## Directive:
Extract the lines of the listing below word for word, starting with its first line and stopping after the line that contains "88, 148, 100]]".

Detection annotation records
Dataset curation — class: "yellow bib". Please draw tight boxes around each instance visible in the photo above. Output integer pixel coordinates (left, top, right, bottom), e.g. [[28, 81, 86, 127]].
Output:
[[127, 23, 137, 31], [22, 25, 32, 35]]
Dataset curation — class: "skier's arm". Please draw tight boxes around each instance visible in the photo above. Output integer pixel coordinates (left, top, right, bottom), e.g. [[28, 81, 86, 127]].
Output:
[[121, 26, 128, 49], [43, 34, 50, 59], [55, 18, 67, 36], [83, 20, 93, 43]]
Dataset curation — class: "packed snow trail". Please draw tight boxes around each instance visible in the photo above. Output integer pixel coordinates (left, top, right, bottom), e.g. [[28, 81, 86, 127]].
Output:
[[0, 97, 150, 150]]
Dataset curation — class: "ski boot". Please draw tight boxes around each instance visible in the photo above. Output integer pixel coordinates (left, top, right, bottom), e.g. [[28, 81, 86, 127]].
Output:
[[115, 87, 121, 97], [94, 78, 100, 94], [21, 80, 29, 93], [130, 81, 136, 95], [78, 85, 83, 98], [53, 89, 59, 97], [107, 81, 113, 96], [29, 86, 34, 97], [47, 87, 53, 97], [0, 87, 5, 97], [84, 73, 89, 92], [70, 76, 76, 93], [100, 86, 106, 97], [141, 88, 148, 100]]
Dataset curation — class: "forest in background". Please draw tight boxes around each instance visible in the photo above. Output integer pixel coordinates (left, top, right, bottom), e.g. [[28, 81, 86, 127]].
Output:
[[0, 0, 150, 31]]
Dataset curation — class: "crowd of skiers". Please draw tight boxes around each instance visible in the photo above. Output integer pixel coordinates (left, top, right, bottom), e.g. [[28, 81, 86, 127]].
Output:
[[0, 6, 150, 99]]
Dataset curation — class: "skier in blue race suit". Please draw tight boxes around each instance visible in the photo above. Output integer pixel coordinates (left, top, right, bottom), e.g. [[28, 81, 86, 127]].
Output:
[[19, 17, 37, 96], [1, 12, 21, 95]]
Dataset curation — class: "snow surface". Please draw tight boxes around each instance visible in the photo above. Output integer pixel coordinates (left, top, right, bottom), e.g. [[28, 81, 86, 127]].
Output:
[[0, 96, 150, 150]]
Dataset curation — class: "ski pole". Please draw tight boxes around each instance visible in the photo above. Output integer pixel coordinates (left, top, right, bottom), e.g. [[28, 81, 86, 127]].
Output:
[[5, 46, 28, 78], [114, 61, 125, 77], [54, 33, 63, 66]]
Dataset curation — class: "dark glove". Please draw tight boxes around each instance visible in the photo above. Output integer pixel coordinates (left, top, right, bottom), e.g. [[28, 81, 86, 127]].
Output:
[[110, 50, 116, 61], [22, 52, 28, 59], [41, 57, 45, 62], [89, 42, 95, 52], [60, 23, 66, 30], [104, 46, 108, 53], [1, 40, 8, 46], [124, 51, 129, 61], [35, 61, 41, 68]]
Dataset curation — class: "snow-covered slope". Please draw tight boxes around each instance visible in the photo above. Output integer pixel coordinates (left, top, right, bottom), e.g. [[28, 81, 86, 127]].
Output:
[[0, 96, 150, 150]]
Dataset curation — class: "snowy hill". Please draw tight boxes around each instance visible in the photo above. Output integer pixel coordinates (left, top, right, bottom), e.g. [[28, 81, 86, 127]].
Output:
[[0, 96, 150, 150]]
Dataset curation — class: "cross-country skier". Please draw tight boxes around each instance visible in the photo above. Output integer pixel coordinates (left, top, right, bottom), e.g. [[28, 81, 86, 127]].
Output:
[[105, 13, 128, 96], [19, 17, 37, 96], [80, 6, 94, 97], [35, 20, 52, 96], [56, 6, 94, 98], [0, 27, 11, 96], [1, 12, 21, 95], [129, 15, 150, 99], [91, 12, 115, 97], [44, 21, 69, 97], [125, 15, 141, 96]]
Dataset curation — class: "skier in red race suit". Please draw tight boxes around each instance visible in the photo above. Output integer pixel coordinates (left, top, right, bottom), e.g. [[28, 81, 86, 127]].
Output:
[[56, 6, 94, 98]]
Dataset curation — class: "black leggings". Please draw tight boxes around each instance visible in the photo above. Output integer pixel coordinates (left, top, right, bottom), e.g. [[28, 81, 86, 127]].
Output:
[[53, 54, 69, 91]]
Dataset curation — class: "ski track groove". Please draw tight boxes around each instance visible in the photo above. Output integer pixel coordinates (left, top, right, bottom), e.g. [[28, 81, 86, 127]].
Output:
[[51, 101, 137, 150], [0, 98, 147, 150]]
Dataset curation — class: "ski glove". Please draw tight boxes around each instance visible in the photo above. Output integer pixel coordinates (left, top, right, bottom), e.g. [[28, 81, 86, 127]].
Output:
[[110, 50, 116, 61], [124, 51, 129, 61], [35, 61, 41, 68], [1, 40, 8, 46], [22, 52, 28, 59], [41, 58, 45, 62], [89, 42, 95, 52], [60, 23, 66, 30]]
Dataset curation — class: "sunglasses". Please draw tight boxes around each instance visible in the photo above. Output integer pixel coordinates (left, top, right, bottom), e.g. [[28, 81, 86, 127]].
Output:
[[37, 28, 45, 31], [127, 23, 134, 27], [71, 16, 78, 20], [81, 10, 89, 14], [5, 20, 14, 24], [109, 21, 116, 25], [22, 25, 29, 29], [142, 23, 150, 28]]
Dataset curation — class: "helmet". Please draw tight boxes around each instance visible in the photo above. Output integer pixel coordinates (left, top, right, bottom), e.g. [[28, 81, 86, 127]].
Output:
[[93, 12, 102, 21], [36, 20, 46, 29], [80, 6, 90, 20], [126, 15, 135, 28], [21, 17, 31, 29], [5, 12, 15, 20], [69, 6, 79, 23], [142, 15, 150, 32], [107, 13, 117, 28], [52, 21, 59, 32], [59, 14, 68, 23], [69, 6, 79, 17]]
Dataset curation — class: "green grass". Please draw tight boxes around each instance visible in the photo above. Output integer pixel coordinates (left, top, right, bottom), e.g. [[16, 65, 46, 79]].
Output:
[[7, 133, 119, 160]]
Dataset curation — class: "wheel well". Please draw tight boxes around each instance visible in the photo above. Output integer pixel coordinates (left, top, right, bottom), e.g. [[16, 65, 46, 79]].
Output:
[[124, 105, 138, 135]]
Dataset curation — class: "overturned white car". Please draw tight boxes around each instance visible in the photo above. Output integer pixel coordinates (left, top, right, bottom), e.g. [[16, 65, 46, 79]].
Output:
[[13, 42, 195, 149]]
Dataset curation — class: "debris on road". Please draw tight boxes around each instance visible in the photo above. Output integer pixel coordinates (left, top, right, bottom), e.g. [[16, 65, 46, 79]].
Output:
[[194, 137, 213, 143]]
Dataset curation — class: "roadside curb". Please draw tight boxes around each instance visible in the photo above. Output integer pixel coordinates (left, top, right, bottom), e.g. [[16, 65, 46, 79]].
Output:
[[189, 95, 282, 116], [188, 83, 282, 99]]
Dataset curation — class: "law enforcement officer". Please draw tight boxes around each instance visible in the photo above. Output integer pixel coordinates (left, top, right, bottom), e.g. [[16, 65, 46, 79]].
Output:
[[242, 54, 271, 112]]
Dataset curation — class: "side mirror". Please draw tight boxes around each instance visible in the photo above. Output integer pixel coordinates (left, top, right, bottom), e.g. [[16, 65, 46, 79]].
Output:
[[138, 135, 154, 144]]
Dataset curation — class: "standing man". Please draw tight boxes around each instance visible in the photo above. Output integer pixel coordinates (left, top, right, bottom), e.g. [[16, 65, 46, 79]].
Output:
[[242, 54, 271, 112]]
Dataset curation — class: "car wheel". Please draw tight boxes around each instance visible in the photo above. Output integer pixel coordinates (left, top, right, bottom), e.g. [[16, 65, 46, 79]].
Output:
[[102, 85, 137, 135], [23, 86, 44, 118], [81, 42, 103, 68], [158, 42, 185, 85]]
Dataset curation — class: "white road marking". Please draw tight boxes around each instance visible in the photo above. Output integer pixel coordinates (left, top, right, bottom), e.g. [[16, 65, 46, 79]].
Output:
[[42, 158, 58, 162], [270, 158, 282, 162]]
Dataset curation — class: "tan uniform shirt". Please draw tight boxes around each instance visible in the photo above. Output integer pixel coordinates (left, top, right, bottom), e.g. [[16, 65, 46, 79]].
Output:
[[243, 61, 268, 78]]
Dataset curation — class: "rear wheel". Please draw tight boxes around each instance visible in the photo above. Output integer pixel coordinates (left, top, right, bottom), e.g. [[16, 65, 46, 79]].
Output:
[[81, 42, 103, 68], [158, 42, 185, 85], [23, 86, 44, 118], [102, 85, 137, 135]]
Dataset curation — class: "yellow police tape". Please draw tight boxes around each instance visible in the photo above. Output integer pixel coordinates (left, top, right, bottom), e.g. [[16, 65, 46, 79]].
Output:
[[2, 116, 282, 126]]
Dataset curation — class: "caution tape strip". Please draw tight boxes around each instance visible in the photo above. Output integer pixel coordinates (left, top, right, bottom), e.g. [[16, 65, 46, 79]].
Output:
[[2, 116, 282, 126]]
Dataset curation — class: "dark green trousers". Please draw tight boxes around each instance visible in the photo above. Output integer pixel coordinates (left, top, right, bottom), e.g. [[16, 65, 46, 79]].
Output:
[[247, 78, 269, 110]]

## The answer:
Dataset curation — class: "yellow bib". Please draw tight boxes around each instance visible in the photo above. Output integer pixel coordinates (left, top, right, bottom), e.g. [[28, 81, 86, 127]].
Output:
[[127, 23, 137, 31], [22, 25, 32, 35]]
Dataset curation — class: "skier's arm". Please draw tight boxes around each instance visible in the photo above. Output integer pixel coordinates (left, top, right, bottom), e.g. [[28, 81, 86, 127]].
Output:
[[121, 26, 128, 49], [43, 34, 50, 59], [55, 18, 67, 36], [83, 20, 93, 43]]
Dataset curation — class: "packed snow trail". Please draw tight boxes around each instance visible in the photo above. Output integer pixel coordinates (left, top, right, bottom), e.g. [[28, 81, 86, 127]].
Output:
[[0, 97, 150, 150]]
Dataset curation — class: "ski boot". Please draw tight boxes around each instance visible in the photo above. Output integer pixel coordinates (left, top, right, bottom), e.g. [[28, 81, 86, 127]].
Output:
[[115, 87, 121, 97], [94, 78, 100, 94], [21, 80, 29, 93], [130, 81, 136, 95], [78, 85, 83, 98], [53, 89, 59, 97], [107, 81, 113, 96], [29, 86, 34, 97], [47, 87, 53, 97], [0, 87, 5, 97], [84, 73, 89, 92], [70, 76, 76, 93], [100, 86, 106, 97], [141, 88, 148, 100]]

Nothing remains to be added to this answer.